ENTRIES SHOWN
****************

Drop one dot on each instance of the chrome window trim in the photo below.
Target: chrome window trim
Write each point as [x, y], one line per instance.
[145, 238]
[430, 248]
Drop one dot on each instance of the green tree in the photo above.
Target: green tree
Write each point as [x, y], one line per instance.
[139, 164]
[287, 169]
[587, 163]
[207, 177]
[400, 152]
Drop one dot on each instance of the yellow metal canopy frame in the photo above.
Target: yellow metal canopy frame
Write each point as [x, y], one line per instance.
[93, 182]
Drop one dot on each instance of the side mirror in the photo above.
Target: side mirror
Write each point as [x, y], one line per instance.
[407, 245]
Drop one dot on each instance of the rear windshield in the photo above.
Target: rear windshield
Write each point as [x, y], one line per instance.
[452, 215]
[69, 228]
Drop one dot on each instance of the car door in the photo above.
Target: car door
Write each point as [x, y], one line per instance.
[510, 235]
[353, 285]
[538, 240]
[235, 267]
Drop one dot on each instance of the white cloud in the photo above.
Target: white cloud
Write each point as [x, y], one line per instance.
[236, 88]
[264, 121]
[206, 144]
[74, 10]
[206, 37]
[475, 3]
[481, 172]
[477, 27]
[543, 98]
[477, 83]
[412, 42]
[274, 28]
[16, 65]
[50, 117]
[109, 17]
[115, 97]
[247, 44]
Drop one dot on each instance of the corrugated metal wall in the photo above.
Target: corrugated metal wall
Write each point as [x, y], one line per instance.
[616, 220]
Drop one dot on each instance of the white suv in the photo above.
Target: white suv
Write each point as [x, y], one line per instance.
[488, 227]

****************

WHAT IS EXPECTED
Quote the material exactly, leaving nothing out.

FULL ANSWER
Drop one dot on each instance of the chrome window trim in the photo below.
Target: chrome window trim
Write each point as [x, y], one line per instance.
[145, 238]
[430, 248]
Drop one dot on each instance of the green tree in the photo above.
Target: green tree
Write each point as [x, y], one line per instance.
[139, 164]
[287, 169]
[587, 163]
[207, 177]
[400, 152]
Drop one dot on each instance of the yellow metal canopy frame in the photo above.
Target: yellow metal canopy frame
Write each point as [x, y], one line per instance.
[93, 182]
Drop one dot on each instance of the side mirror in the photo above.
Target: side mirror
Write each point as [x, y], one line per instance.
[407, 245]
Drop one dot on each instance of the rear windshield in the photo above.
Target: rear windshield
Write each point as [x, y], one line per instance.
[452, 215]
[69, 228]
Drop one dot on each instance of the car door in the photo above.
Target: car door
Write each point as [x, y], one line per instance.
[510, 235]
[353, 285]
[538, 240]
[235, 267]
Drop one dot on each instance of the white cloud in the photo above.
Target: white cloud
Write each point as [x, y], one line per instance.
[236, 88]
[264, 121]
[206, 144]
[74, 10]
[206, 37]
[475, 3]
[481, 172]
[477, 27]
[543, 98]
[477, 83]
[412, 42]
[274, 28]
[16, 65]
[50, 117]
[109, 17]
[115, 97]
[247, 44]
Drop one dot on each instance of the corrugated metal wall in the photo above.
Target: corrugated metal wall
Write each point as [x, y], one line per instance.
[616, 220]
Drop one dot on each instance of the white suv in the photo above.
Target: white suv
Write each point as [x, y], one line per instance.
[488, 227]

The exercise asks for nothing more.